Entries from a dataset
┄┄┄┄┄┄┄┄┄┄┄┄┄┄┄┄┄┄┄┄
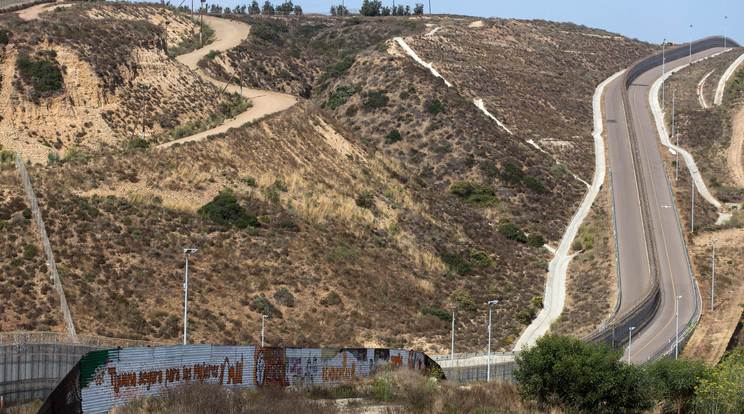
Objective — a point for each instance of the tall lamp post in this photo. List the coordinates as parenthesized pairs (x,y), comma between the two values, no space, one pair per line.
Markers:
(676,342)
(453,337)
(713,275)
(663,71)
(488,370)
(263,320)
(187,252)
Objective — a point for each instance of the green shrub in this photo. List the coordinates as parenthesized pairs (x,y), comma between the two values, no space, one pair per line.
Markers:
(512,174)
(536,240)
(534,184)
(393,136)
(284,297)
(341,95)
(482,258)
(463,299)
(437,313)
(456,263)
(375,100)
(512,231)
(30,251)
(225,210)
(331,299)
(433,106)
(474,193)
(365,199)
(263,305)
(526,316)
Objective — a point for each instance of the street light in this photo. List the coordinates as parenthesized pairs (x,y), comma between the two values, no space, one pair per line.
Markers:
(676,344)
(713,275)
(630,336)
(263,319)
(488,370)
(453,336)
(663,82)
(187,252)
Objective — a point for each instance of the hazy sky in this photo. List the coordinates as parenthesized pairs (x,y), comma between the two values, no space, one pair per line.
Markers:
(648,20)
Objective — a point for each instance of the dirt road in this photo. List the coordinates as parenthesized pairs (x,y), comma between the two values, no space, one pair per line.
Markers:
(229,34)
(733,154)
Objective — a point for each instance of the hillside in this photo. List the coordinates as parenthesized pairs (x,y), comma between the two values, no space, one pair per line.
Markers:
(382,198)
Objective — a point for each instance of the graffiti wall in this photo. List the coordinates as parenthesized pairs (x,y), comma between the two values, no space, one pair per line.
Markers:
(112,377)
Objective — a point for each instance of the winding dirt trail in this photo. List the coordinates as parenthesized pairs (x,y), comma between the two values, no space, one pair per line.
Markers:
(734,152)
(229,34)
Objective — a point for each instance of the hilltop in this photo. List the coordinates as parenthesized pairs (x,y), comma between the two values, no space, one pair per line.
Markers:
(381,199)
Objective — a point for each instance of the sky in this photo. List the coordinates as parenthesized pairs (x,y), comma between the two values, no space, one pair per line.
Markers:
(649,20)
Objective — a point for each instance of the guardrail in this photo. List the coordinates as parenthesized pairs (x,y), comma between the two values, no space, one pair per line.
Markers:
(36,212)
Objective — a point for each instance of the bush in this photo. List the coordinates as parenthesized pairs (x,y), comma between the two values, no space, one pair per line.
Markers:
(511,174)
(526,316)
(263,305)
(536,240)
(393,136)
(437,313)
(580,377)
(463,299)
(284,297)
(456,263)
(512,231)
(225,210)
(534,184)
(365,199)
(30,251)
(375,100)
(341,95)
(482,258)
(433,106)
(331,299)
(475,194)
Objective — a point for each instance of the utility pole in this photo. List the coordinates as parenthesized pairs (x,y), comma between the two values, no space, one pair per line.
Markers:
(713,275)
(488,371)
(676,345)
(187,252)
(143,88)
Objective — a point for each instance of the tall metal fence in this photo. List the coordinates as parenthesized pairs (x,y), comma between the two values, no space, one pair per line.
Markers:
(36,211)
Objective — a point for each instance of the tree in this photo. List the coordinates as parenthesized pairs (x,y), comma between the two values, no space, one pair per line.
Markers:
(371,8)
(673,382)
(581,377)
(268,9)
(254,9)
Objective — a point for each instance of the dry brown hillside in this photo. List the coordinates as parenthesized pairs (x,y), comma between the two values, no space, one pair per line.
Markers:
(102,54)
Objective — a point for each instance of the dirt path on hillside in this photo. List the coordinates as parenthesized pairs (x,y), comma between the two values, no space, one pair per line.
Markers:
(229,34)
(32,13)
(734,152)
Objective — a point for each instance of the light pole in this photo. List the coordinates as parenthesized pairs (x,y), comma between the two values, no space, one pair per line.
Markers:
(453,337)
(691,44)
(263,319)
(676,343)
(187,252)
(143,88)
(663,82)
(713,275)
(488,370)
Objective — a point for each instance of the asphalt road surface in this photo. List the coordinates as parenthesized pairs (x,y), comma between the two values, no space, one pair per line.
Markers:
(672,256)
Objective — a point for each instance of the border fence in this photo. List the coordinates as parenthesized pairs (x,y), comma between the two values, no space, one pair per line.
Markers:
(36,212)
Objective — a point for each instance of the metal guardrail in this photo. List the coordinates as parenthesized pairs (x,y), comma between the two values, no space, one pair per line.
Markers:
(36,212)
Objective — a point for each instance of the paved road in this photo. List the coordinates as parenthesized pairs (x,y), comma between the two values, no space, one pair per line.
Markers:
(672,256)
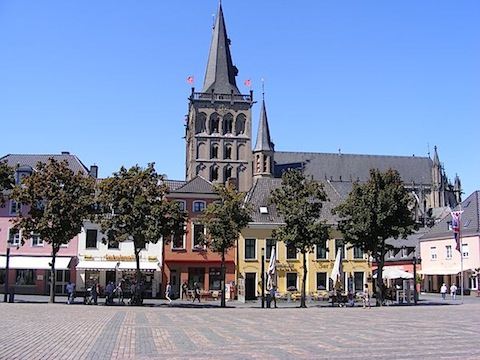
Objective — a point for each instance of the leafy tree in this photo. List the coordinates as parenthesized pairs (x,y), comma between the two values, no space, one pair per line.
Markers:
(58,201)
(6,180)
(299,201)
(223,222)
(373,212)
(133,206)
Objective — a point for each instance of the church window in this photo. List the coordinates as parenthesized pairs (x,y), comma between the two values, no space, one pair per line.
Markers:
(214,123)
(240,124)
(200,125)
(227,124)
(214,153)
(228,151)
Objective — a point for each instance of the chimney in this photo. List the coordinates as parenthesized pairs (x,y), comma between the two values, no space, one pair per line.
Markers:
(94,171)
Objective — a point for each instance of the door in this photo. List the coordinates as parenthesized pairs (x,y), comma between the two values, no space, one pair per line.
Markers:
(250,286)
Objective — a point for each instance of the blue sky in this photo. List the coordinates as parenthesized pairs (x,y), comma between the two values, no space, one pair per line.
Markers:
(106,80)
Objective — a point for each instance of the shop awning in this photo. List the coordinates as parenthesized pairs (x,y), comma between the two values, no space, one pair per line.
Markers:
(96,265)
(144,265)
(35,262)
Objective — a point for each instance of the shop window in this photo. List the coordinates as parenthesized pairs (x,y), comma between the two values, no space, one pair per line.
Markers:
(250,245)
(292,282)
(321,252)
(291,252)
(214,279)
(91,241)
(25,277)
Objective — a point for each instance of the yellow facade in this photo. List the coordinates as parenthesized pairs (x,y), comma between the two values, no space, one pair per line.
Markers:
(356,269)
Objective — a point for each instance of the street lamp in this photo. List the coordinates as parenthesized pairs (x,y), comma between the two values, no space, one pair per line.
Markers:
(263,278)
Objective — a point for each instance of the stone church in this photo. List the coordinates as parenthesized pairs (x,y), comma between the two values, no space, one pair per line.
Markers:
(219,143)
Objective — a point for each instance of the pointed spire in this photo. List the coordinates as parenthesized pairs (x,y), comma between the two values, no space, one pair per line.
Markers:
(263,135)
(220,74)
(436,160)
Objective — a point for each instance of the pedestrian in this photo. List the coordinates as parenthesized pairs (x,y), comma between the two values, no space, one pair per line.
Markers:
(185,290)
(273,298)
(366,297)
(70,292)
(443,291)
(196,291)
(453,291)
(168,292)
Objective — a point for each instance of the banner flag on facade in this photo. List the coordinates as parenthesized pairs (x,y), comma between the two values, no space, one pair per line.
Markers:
┄┄┄┄┄┄┄┄┄┄┄┄┄┄┄┄┄┄┄┄
**Given problem**
Arrange every line of these entries as a JSON list of strings, one string per line, with blank lines omitted. Leave the pictures out of the list.

**Solution to the problem**
[
  "Objective — a point for each instance of the tall lamp post in this photo. List the coordinates as parenthesized pairs (x,y), comma between the two values, no space, one pair per line.",
  "Markers:",
  "(676,342)",
  "(453,337)",
  "(713,275)",
  "(663,71)",
  "(488,370)",
  "(263,320)",
  "(187,252)",
  "Objective — a point for each instance of the green shrub in this photo. List the coordinates as parenthesized pairs (x,y), comma between the two values, no space, one pair per line.",
  "Markers:",
  "(512,174)",
  "(536,240)",
  "(534,184)",
  "(393,136)",
  "(284,297)",
  "(341,95)",
  "(482,258)",
  "(463,299)",
  "(437,313)",
  "(456,263)",
  "(375,100)",
  "(512,231)",
  "(30,251)",
  "(225,210)",
  "(331,299)",
  "(433,106)",
  "(474,193)",
  "(365,199)",
  "(263,305)",
  "(526,316)",
  "Objective — a point for each instance of the street light in this photo. List the coordinates as parenthesized pairs (x,y), comma between the two values, no space, one pair per line.",
  "Markers:",
  "(676,344)",
  "(713,275)",
  "(630,336)",
  "(263,319)",
  "(488,370)",
  "(453,336)",
  "(663,82)",
  "(187,252)",
  "Objective — a point for each instance of the hazy sky in this photo. List the coordinates as parenthesized pairs (x,y), comma between the two values, no space, one pair per line.",
  "Markers:",
  "(648,20)",
  "Objective — a point for each instance of the dirt road in this photo. List the coordinates as parenthesized pairs (x,y), comma between the two values, no space, one pair per line.",
  "Markers:",
  "(229,34)",
  "(733,154)",
  "Objective — a point for each instance of the hillside in this photo. List the coordinates as parenthesized pairs (x,y), comma between the two values, no space, one pair per line.",
  "Markers:",
  "(382,198)",
  "Objective — a point for each instance of the graffiti wall in this photo. List the coordinates as parenthesized pairs (x,y), comma between the two values, no space, one pair per line.",
  "Markers:",
  "(112,377)",
  "Objective — a point for each instance of the winding dirt trail in this photo. List the coordinates as parenthesized pairs (x,y), comma between the two values, no space, one pair per line.",
  "Markers:",
  "(734,152)",
  "(229,34)",
  "Objective — a point for each instance of the hilltop in this photo. List the coordinates as parenthesized pairs (x,y), comma between the two values, no space, one pair per line.",
  "Markers:",
  "(381,199)",
  "Objective — a point for each instance of the sky in this photo. List the coordinates as parenthesized pairs (x,y), comma between the two values, no space, one pair per line.",
  "Markers:",
  "(649,20)",
  "Objective — a point for each instance of the guardrail in this photo. List the coordinates as parenthesized pairs (x,y), comma between the two values, no space, one pair per line.",
  "Markers:",
  "(36,212)",
  "Objective — a point for each instance of the bush in this photo. List the coordinates as parenthesized pairs (x,y), comma between the two values, no space, one pair per line.",
  "Markers:",
  "(511,174)",
  "(526,316)",
  "(263,305)",
  "(536,240)",
  "(393,136)",
  "(437,313)",
  "(580,377)",
  "(463,299)",
  "(284,297)",
  "(456,263)",
  "(512,231)",
  "(225,210)",
  "(534,184)",
  "(365,199)",
  "(30,251)",
  "(375,100)",
  "(341,95)",
  "(482,258)",
  "(433,106)",
  "(331,299)",
  "(475,194)",
  "Objective — a point for each instance of the utility pole in this photo. List the coordinates as parenthesized pairs (x,y), comma between the two values, no space, one pair per line.",
  "Markers:",
  "(713,275)",
  "(488,371)",
  "(676,345)",
  "(187,252)",
  "(143,88)",
  "Objective — a point for each instance of the tall metal fence in this photo. List the coordinates as parenthesized pairs (x,y), comma between the two values, no space, one pair per line.",
  "Markers:",
  "(36,211)",
  "Objective — a point for each instance of the tree in this photo. List the coordinates as parenthesized pairs (x,y), comma between the two values, no space, one pair per line.",
  "Markers:",
  "(371,8)",
  "(673,382)",
  "(581,377)",
  "(268,9)",
  "(254,9)",
  "Objective — a point for each instance of the dry brown hillside in this photo. List the coordinates as parenthesized pairs (x,y), comma between the two values, no space, one pair per line.",
  "Markers:",
  "(102,54)",
  "Objective — a point for each instance of the dirt path on hillside in this photo. List the coordinates as parenthesized pairs (x,y), comma between the two values, no space, one pair per line.",
  "Markers:",
  "(229,34)",
  "(32,13)",
  "(734,152)",
  "Objective — a point for each instance of the light pole in this photo. List the coordinates as parenthesized pairs (x,y), comma between the two values, no space, one pair per line.",
  "Markers:",
  "(453,337)",
  "(691,44)",
  "(263,319)",
  "(676,343)",
  "(187,252)",
  "(143,88)",
  "(663,82)",
  "(713,275)",
  "(488,370)",
  "Objective — a point for each instance of the asphalt road surface in this photo. List the coordinates as parenthesized pairs (x,y), comma between the two values, no space, one pair per line.",
  "Markers:",
  "(672,256)",
  "Objective — a point for each instance of the border fence in this photo. List the coordinates as parenthesized pairs (x,y), comma between the two values, no space, one pair per line.",
  "Markers:",
  "(36,212)",
  "Objective — a point for each instance of the metal guardrail in this photo. List the coordinates as parenthesized pairs (x,y), comma between the two values, no space, one pair per line.",
  "Markers:",
  "(36,212)",
  "Objective — a point for each instance of the paved road in this photo. List the coordinates as parenthesized pairs (x,y), comma between the two values, no space, one pair per line.",
  "Markers:",
  "(672,256)",
  "Objective — a point for each instance of the leafy tree in this photo. List the coordinates as parenthesized pairs (x,y), comma between the two values, no space, one pair per line.",
  "Markers:",
  "(58,201)",
  "(6,180)",
  "(299,201)",
  "(223,222)",
  "(373,212)",
  "(133,206)",
  "Objective — a point for each instance of the church window in this photo. List the coordinates as parenthesized pairs (x,y), comma between the two values, no space, one pair per line.",
  "Markers:",
  "(214,123)",
  "(240,124)",
  "(200,125)",
  "(227,124)",
  "(214,153)",
  "(228,151)",
  "Objective — a point for each instance of the chimney in this photo. List the coordinates as parenthesized pairs (x,y), comma between the two values, no space, one pair per line.",
  "Markers:",
  "(94,171)",
  "Objective — a point for each instance of the door in this photo. List the coordinates as parenthesized pairs (x,y), comma between the two values, no space, one pair per line.",
  "Markers:",
  "(250,286)",
  "Objective — a point for each instance of the blue sky in this photo. List the coordinates as parenthesized pairs (x,y), comma between the two values, no space, one pair per line.",
  "Markers:",
  "(106,80)",
  "Objective — a point for each instance of the shop awning in this photo. List the coordinates as parenthesized pairs (x,y), comma between the two values, no space, one pair per line.",
  "Markers:",
  "(96,265)",
  "(144,265)",
  "(35,262)",
  "Objective — a point for each instance of the shop window in this photo. List the coordinates as parenthesized pairs (x,y), comma between the two values, no space, one pair per line.",
  "Markers:",
  "(250,245)",
  "(292,282)",
  "(321,252)",
  "(291,252)",
  "(214,279)",
  "(91,241)",
  "(25,277)",
  "Objective — a point for each instance of the yellow facade in this photo. List the coordinates as parenthesized pairs (x,y), comma between the two values, no space, one pair per line.",
  "Markers:",
  "(356,269)",
  "Objective — a point for each instance of the street lamp in this photo. List the coordinates as parenthesized pairs (x,y), comma between the two values, no space, one pair per line.",
  "Markers:",
  "(263,278)",
  "Objective — a point for each instance of the stone church in this photo. List the coordinates as parenthesized pairs (x,y), comma between the two values, no space, one pair per line.",
  "Markers:",
  "(219,143)",
  "Objective — a point for each instance of the pointed spire in this photo. List the coordinates as parenthesized pairs (x,y), comma between the two values, no space, one pair per line.",
  "Markers:",
  "(263,135)",
  "(220,74)",
  "(436,160)",
  "Objective — a point for each instance of the pedestrian in this photo. List the coordinates as parenthesized pairs (x,y), comma between the two values, no space, one pair per line.",
  "Markers:",
  "(185,290)",
  "(273,298)",
  "(366,297)",
  "(70,292)",
  "(443,291)",
  "(196,291)",
  "(453,291)",
  "(168,292)",
  "Objective — a point for each instance of the banner flag on facade in this photo. List the coordinates as parenthesized pairs (x,y), comma between the two values, no space, one pair per line.",
  "Markers:"
]